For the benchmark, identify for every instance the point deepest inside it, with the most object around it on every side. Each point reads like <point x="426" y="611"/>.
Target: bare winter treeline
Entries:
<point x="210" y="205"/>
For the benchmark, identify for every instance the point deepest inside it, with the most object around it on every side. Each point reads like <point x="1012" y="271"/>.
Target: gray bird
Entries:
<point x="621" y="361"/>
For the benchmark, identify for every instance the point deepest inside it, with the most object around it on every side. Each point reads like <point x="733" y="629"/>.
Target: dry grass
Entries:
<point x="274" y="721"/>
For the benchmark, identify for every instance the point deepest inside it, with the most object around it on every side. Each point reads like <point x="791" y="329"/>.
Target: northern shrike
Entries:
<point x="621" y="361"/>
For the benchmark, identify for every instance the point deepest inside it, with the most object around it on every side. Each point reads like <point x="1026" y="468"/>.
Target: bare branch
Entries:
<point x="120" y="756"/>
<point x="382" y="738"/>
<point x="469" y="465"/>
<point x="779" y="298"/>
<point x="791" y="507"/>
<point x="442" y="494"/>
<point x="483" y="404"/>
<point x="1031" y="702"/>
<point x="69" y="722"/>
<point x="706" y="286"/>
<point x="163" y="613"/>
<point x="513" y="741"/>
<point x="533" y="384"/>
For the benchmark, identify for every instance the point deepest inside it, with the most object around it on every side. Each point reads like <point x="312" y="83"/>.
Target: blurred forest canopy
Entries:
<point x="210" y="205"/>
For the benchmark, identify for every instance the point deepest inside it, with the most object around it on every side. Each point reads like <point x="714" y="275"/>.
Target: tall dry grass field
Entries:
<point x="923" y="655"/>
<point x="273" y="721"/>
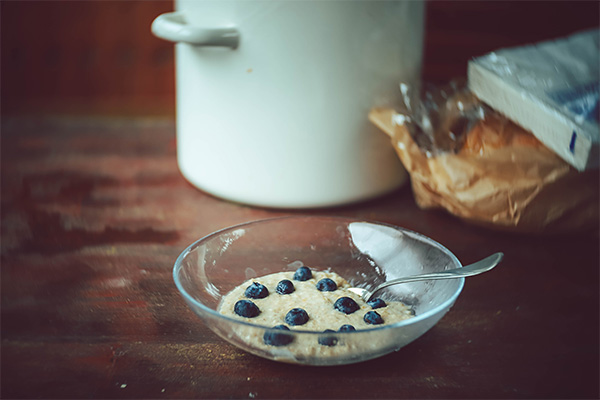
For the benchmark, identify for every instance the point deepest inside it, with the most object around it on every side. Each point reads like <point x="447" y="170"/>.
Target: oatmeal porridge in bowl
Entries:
<point x="278" y="288"/>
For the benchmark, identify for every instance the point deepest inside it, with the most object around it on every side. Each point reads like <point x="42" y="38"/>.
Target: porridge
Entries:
<point x="307" y="300"/>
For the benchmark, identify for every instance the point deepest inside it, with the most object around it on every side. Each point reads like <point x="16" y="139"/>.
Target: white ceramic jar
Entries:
<point x="273" y="96"/>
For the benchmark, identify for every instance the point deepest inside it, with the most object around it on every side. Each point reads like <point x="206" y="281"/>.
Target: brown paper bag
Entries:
<point x="502" y="177"/>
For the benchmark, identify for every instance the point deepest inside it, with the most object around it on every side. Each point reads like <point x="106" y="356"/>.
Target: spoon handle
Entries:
<point x="474" y="269"/>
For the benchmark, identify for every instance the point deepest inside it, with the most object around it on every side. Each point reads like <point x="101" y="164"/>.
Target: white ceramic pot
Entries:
<point x="273" y="96"/>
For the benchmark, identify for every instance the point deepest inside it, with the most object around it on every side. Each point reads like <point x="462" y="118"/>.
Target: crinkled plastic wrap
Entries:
<point x="467" y="159"/>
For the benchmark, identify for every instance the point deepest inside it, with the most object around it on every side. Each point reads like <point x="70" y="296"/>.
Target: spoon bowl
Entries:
<point x="474" y="269"/>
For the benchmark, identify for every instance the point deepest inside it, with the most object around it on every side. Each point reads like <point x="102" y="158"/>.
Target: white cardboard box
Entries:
<point x="549" y="88"/>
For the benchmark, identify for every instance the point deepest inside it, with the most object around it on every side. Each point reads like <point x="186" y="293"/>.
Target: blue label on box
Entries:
<point x="581" y="101"/>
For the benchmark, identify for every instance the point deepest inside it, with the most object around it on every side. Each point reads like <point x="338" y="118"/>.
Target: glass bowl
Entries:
<point x="364" y="253"/>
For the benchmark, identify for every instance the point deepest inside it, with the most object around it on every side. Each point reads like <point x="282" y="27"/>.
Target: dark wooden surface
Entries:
<point x="94" y="213"/>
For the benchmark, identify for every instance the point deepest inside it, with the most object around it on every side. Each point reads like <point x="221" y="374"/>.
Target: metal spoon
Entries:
<point x="474" y="269"/>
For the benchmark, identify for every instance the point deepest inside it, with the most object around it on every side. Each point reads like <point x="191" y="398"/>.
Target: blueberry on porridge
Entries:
<point x="326" y="285"/>
<point x="285" y="287"/>
<point x="256" y="291"/>
<point x="376" y="303"/>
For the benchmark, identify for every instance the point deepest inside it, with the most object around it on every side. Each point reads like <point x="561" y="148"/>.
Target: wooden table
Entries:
<point x="95" y="211"/>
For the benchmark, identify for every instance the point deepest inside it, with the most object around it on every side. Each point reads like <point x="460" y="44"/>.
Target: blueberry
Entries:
<point x="347" y="328"/>
<point x="327" y="340"/>
<point x="376" y="303"/>
<point x="346" y="305"/>
<point x="296" y="316"/>
<point x="326" y="285"/>
<point x="278" y="338"/>
<point x="302" y="274"/>
<point x="246" y="308"/>
<point x="256" y="291"/>
<point x="373" y="318"/>
<point x="285" y="287"/>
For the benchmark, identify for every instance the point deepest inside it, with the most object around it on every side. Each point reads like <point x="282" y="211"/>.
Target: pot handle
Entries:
<point x="173" y="27"/>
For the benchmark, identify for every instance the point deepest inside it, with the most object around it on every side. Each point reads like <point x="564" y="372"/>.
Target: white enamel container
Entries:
<point x="273" y="96"/>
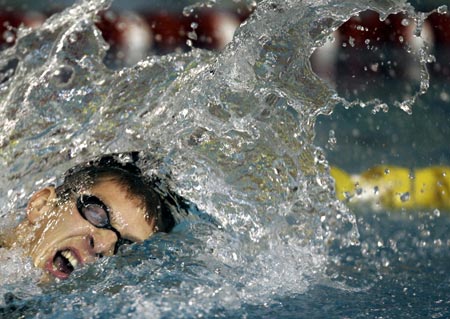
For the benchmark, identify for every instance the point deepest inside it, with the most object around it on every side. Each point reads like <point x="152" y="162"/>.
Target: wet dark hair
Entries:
<point x="158" y="200"/>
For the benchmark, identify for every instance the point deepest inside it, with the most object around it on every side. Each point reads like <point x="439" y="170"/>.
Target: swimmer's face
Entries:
<point x="67" y="234"/>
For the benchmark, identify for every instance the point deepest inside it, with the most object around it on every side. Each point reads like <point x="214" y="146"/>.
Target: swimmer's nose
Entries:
<point x="103" y="242"/>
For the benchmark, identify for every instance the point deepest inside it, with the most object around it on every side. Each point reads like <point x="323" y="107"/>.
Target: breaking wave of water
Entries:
<point x="236" y="131"/>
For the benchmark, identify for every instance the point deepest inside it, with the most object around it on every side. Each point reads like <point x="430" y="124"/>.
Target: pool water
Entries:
<point x="245" y="135"/>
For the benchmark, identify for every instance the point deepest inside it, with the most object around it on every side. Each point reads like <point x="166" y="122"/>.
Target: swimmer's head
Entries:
<point x="101" y="205"/>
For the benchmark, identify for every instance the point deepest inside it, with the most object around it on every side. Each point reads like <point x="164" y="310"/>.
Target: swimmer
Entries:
<point x="101" y="205"/>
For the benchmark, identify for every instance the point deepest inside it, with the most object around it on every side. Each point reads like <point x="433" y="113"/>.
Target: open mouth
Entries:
<point x="64" y="263"/>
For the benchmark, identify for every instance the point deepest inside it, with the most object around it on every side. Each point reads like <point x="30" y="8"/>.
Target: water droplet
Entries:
<point x="405" y="22"/>
<point x="405" y="197"/>
<point x="9" y="36"/>
<point x="192" y="35"/>
<point x="442" y="9"/>
<point x="351" y="41"/>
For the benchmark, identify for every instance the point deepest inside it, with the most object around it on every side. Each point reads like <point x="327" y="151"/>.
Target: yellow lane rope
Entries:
<point x="393" y="187"/>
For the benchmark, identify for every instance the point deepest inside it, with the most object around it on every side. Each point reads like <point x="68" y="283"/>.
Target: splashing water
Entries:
<point x="234" y="128"/>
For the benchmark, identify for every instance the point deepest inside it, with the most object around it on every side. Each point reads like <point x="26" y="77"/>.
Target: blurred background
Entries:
<point x="366" y="58"/>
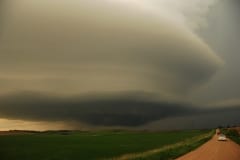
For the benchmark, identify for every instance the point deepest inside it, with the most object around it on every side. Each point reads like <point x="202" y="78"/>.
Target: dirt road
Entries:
<point x="215" y="150"/>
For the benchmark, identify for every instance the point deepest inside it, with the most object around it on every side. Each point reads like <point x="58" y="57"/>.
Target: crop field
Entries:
<point x="87" y="145"/>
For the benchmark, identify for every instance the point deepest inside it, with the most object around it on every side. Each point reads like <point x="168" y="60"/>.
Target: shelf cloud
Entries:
<point x="100" y="46"/>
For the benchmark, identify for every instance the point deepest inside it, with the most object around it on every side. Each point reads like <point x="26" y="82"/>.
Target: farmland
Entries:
<point x="87" y="145"/>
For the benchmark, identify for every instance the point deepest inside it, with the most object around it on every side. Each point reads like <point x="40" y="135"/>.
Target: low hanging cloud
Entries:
<point x="124" y="111"/>
<point x="103" y="46"/>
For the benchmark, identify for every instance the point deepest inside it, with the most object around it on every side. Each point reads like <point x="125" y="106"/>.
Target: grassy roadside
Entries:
<point x="87" y="145"/>
<point x="232" y="134"/>
<point x="169" y="152"/>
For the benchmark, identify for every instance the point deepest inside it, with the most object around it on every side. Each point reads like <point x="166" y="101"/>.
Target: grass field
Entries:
<point x="86" y="145"/>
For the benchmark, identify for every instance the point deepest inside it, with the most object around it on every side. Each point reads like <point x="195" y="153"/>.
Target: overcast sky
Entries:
<point x="168" y="59"/>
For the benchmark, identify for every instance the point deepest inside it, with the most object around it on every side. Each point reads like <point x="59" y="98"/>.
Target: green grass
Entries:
<point x="232" y="134"/>
<point x="86" y="145"/>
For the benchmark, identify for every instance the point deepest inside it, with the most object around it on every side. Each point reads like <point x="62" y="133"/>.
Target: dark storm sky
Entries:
<point x="120" y="63"/>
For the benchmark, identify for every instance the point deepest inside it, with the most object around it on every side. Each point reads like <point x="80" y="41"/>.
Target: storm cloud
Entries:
<point x="122" y="111"/>
<point x="133" y="63"/>
<point x="101" y="46"/>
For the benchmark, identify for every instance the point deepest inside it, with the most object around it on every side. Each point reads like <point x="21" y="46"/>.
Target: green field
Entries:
<point x="86" y="145"/>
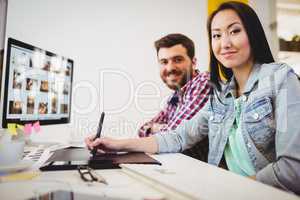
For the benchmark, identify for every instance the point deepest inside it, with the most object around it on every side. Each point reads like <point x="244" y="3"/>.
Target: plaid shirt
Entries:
<point x="182" y="105"/>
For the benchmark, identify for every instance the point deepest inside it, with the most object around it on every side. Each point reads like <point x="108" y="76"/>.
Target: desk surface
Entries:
<point x="179" y="177"/>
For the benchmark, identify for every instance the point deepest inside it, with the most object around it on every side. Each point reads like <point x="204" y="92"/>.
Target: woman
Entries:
<point x="252" y="117"/>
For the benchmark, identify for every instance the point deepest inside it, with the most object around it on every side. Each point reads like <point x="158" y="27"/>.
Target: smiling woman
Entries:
<point x="255" y="109"/>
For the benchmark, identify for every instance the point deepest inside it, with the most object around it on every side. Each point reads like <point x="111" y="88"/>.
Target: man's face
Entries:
<point x="176" y="67"/>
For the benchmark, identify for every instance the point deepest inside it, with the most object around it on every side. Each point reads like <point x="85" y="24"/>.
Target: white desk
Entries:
<point x="180" y="177"/>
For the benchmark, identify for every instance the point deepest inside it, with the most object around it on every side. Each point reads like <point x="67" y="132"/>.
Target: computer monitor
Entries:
<point x="38" y="85"/>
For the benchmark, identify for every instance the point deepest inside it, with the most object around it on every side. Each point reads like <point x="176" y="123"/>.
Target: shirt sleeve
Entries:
<point x="195" y="100"/>
<point x="185" y="135"/>
<point x="285" y="171"/>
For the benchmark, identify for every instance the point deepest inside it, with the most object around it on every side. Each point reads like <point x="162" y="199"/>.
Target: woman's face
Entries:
<point x="229" y="40"/>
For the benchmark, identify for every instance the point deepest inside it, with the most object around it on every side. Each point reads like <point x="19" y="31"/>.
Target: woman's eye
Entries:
<point x="235" y="31"/>
<point x="216" y="36"/>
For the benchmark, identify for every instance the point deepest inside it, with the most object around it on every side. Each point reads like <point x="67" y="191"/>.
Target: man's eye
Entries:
<point x="163" y="62"/>
<point x="178" y="59"/>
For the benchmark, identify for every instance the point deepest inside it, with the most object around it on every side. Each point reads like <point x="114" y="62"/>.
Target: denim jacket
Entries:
<point x="269" y="119"/>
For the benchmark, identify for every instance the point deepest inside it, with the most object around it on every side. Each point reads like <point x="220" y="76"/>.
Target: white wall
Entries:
<point x="115" y="36"/>
<point x="266" y="11"/>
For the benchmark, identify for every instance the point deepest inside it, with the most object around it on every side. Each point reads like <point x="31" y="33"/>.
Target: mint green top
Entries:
<point x="236" y="155"/>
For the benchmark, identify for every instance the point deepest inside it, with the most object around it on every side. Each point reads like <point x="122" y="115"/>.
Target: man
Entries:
<point x="176" y="57"/>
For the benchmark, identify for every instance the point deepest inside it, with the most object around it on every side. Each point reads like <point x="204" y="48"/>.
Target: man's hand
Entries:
<point x="156" y="127"/>
<point x="103" y="145"/>
<point x="252" y="177"/>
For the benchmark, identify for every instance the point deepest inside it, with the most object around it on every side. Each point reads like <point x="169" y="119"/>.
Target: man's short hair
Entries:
<point x="174" y="39"/>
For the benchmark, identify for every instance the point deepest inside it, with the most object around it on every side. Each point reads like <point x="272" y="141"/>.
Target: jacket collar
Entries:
<point x="251" y="82"/>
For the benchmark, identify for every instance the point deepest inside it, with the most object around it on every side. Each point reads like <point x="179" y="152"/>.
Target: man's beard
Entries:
<point x="185" y="76"/>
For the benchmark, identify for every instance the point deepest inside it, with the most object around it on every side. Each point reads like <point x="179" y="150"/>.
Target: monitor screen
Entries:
<point x="38" y="85"/>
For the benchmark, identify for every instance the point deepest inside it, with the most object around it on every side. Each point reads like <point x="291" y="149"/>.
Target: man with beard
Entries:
<point x="176" y="57"/>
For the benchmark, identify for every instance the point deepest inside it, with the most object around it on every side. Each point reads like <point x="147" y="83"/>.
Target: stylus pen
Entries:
<point x="94" y="151"/>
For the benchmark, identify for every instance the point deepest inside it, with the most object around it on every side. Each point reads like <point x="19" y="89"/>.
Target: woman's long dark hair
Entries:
<point x="260" y="49"/>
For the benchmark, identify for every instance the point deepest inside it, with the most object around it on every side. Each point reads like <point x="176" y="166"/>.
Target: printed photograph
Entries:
********************
> _Task objective_: Report how many lines of the items contain the word "dark". Give only the number.

> _Exercise output_: 4